SCARY plastic flanges

Farrell mfarrel2@tampabay.rr.com
Sat, 11 Aug 2001 17:00:25 -0400


About two weeks ago I went to tune a piano for a woman that had just bought
a 1950ish Gulbranson console. Several notes not working. Broken plasitc butt
flanges. Broken plastic jacks. Broken plastic damper flanges. Broken plastic
backchecks. I told her I could fix the few broken ones, but the others will
soon likely break. I told her it would cost more than $500 to replace all
the plastic parts and adjust everything properly. She freaked and said she
only paid $400 for the piano. She agreed with me that it was not worth doing
anything with it. She kinda freaked me then when she said "someone will pay
$400 for it because it is such a nice looking piano". Ohhh geeezzzzz - she's
gonna sell it without saying anything to the buyer! How many hands will this
piano go through before it goes to the dump or becomes a planter? Should I
post the serial number in case one of you see it shortly?????????

Scary stuff.

DATASET EXCERPT:
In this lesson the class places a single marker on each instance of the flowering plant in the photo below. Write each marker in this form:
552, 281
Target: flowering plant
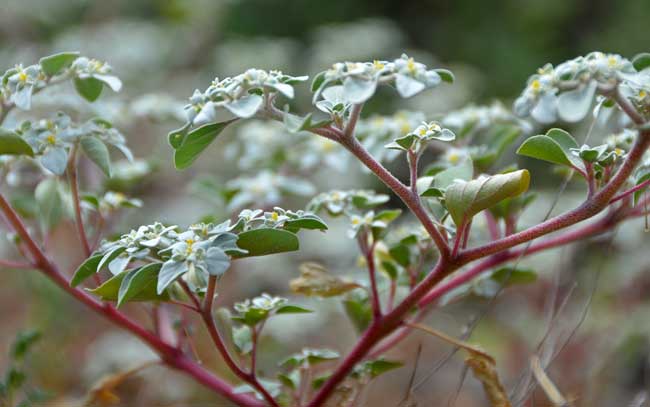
410, 269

OBJECTIVES:
A – From the piano message, return the passage from "About two weeks" to "see it shortly?????????", copied word for word.
B – According to the piano message, how much did the owner say she paid for the piano?

ANSWERS TO THE EXERCISE:
A –
About two weeks ago I went to tune a piano for a woman that had just bought
a 1950ish Gulbranson console. Several notes not working. Broken plasitc butt
flanges. Broken plastic jacks. Broken plastic damper flanges. Broken plastic
backchecks. I told her I could fix the few broken ones, but the others will
soon likely break. I told her it would cost more than $500 to replace all
the plastic parts and adjust everything properly. She freaked and said she
only paid $400 for the piano. She agreed with me that it was not worth doing
anything with it. She kinda freaked me then when she said "someone will pay
$400 for it because it is such a nice looking piano". Ohhh geeezzzzz - she's
gonna sell it without saying anything to the buyer! How many hands will this
piano go through before it goes to the dump or becomes a planter? Should I
post the serial number in case one of you see it shortly?????????

B – $400